■ Given request 1 ■
List every film title named in the film review below.

-- start of Source passage --

Of course, the visuals aren't the only respect in which The Red Shoes is a triumph. The performances are uniformly excellent (assuming you don't have a problem with often melodramatic acting in a film about ballet), the drama is dynamic and stirring throughout, and its themes—above all the tragic strain of mutually exclusive but irresistable demands in one's life, in this case artistic creativity and romantic fulfilment—are profound and universal. I simply cannot recommend The Red Shoes enough. If you haven't seen it, see it immediately; if you have seen it, see it again.

Once I'd decompressed a bit from my viewing of The Red Shoes, I saw that the night was still young and thought I'd see what else Netflix Watch Instantly had to offer. I decided on Peeping Tom (trailer), having heard about it somewhere recently, but not realizing until it started that it's actually by the same director as The Red Shoes, Michael Powell. Turns out Powell and his frequent collaborator, Emeric Pressburger, were more or less the twin titans of 1940s British cinema, turning in The Life and Death of Colonel Blimp, A Canterbury Tale, A Matter of Life and Death, and Black Narcissus, in addition to The Red Shoes. However, Powell was working solo by the time he made Peeping Tom, a film starkly different from The Red Shoes in virtually every respect but their quality and their theme of irresistable, tragic compulsion.

-- end of Source passage --
-- start of Entries shown --

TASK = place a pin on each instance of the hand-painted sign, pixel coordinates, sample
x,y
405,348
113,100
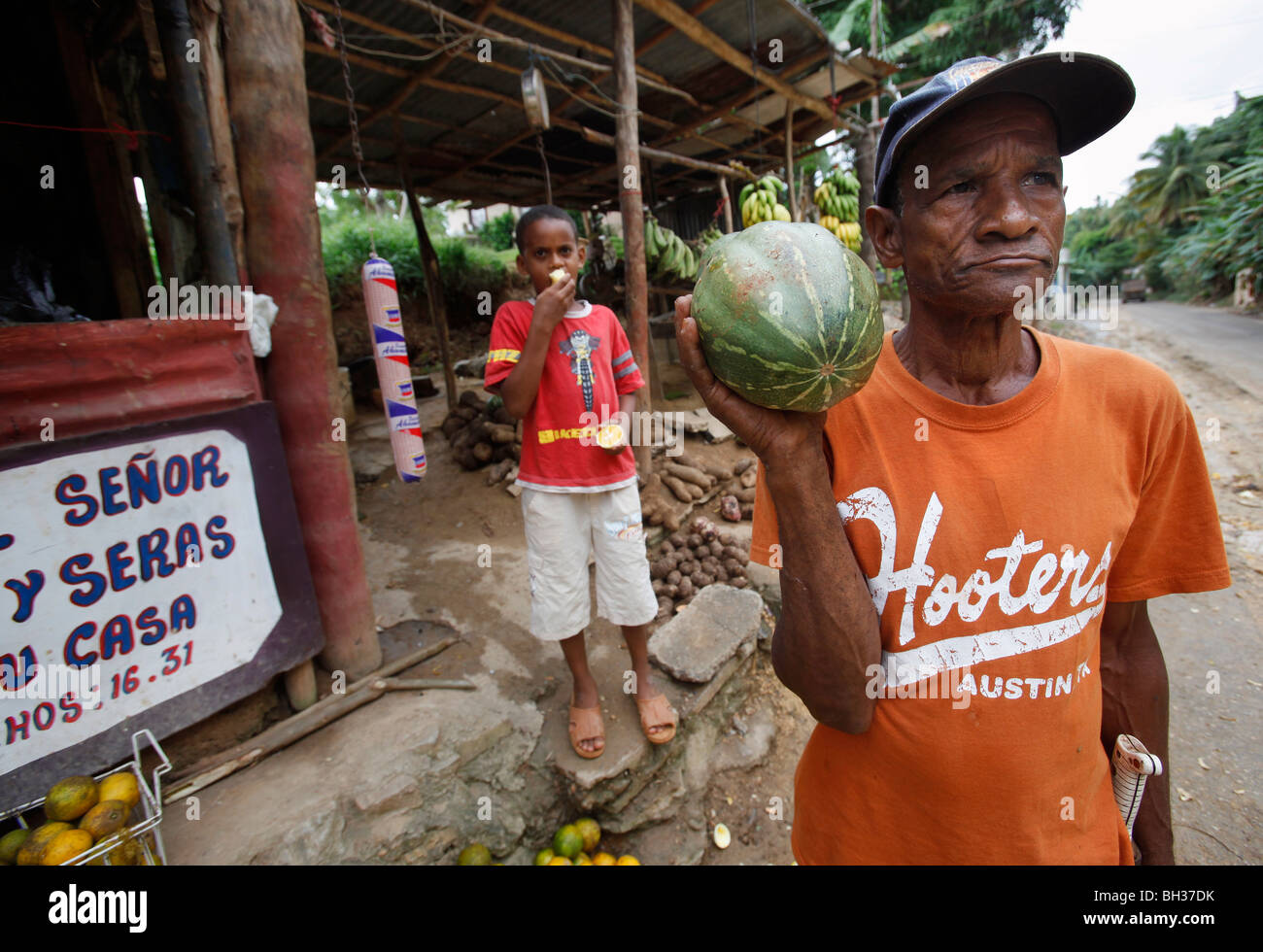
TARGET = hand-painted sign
x,y
143,586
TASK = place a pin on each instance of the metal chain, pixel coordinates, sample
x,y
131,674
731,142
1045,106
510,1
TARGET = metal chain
x,y
355,126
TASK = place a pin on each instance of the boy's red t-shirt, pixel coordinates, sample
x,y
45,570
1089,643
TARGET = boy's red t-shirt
x,y
992,538
588,367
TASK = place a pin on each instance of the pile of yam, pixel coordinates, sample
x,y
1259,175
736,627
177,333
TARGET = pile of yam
x,y
481,433
686,563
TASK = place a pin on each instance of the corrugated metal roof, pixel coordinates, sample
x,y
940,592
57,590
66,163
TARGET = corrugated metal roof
x,y
466,133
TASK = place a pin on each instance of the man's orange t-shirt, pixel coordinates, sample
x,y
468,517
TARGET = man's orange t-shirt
x,y
992,538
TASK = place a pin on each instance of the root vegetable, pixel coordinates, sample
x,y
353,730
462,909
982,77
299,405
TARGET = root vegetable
x,y
689,475
678,488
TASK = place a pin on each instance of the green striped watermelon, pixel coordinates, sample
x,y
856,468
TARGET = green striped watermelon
x,y
788,317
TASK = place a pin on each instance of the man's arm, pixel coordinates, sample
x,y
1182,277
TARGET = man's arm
x,y
829,634
1135,699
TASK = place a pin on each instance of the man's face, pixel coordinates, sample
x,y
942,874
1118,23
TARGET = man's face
x,y
983,206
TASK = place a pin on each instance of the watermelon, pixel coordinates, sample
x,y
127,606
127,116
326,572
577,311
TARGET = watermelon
x,y
788,317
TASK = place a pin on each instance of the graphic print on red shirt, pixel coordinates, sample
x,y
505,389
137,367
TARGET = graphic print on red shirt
x,y
589,365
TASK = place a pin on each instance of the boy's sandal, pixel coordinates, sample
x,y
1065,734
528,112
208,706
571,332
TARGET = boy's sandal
x,y
657,711
586,724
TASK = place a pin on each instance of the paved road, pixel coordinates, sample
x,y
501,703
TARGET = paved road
x,y
1212,641
1228,345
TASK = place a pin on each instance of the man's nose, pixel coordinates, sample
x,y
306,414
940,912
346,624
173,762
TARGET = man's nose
x,y
1008,211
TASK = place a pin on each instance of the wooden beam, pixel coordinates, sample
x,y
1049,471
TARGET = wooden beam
x,y
693,28
594,137
667,30
428,72
632,206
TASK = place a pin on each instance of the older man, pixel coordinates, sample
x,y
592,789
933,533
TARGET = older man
x,y
1008,500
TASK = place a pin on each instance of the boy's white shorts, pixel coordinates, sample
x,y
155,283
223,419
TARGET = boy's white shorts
x,y
563,527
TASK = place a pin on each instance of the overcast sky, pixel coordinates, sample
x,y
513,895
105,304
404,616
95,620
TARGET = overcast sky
x,y
1185,59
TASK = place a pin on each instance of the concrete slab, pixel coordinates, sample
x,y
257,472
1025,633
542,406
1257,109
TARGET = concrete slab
x,y
696,641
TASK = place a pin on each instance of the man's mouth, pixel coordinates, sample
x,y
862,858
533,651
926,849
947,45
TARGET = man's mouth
x,y
1011,261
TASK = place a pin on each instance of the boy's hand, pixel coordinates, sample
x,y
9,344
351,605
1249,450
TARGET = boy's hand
x,y
777,437
552,303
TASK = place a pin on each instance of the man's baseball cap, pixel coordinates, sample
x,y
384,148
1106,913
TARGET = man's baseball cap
x,y
1089,95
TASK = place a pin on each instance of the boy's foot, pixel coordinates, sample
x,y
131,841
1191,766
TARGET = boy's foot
x,y
586,730
658,719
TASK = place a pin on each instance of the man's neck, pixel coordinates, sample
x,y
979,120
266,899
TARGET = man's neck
x,y
975,360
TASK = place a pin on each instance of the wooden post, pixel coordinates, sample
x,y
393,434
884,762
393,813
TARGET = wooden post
x,y
263,61
794,201
429,269
206,24
196,146
632,206
728,205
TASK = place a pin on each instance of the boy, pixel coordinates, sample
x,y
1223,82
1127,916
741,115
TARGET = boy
x,y
560,362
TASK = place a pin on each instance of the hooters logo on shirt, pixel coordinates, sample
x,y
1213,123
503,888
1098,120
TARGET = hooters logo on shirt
x,y
1059,586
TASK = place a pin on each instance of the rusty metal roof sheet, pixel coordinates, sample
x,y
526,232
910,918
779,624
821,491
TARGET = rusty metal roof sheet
x,y
462,125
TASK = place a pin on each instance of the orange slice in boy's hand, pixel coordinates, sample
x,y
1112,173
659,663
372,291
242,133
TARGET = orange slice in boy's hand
x,y
609,436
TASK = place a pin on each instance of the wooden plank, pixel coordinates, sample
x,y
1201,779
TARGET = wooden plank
x,y
632,206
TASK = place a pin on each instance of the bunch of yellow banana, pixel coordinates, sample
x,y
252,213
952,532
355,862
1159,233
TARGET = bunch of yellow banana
x,y
666,254
845,231
758,201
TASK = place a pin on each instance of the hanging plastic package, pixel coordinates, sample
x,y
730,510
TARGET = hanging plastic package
x,y
394,375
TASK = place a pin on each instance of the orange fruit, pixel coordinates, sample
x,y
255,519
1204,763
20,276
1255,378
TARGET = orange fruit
x,y
64,846
592,833
120,787
567,842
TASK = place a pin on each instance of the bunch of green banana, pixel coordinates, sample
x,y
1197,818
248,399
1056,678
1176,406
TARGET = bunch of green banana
x,y
838,202
666,255
846,231
758,201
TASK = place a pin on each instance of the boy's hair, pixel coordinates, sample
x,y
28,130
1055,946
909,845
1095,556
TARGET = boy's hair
x,y
533,215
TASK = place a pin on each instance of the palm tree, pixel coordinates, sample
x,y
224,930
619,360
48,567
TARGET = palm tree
x,y
1167,192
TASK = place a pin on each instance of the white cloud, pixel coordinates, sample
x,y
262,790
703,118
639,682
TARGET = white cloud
x,y
1186,61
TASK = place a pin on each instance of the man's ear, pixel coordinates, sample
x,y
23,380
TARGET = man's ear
x,y
883,228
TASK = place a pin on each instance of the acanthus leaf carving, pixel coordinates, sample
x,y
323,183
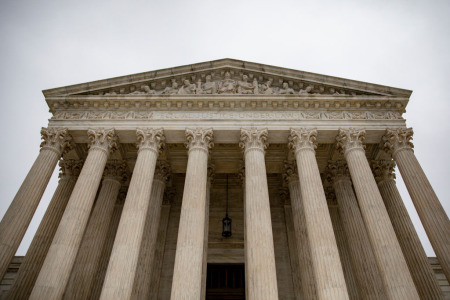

-- end of Entries shown --

■ Given request 2 ■
Print everything in the records from the line containing "TASK = place a pin on each instance of the white" down to the end of the records, and leave the pictures out.

■ Exercise output 1 ■
The Red Shoes, Peeping Tom, The Life and Death of Colonel Blimp, A Canterbury Tale, A Matter of Life and Death, Black Narcissus

■ Exercise output 2 ■
TASK = place a pin on each instance of the white cloud, pixel coordinates, sample
x,y
262,790
703,118
639,682
TARGET = white cloud
x,y
1186,61
TASK = place a pin on each instance of the man's ear, pixel coordinates, sample
x,y
23,380
TARGET = man's ear
x,y
883,228
TASK = place a pin on each instance of the acanthus leaf carving, pixel coordinates, sample
x,y
323,183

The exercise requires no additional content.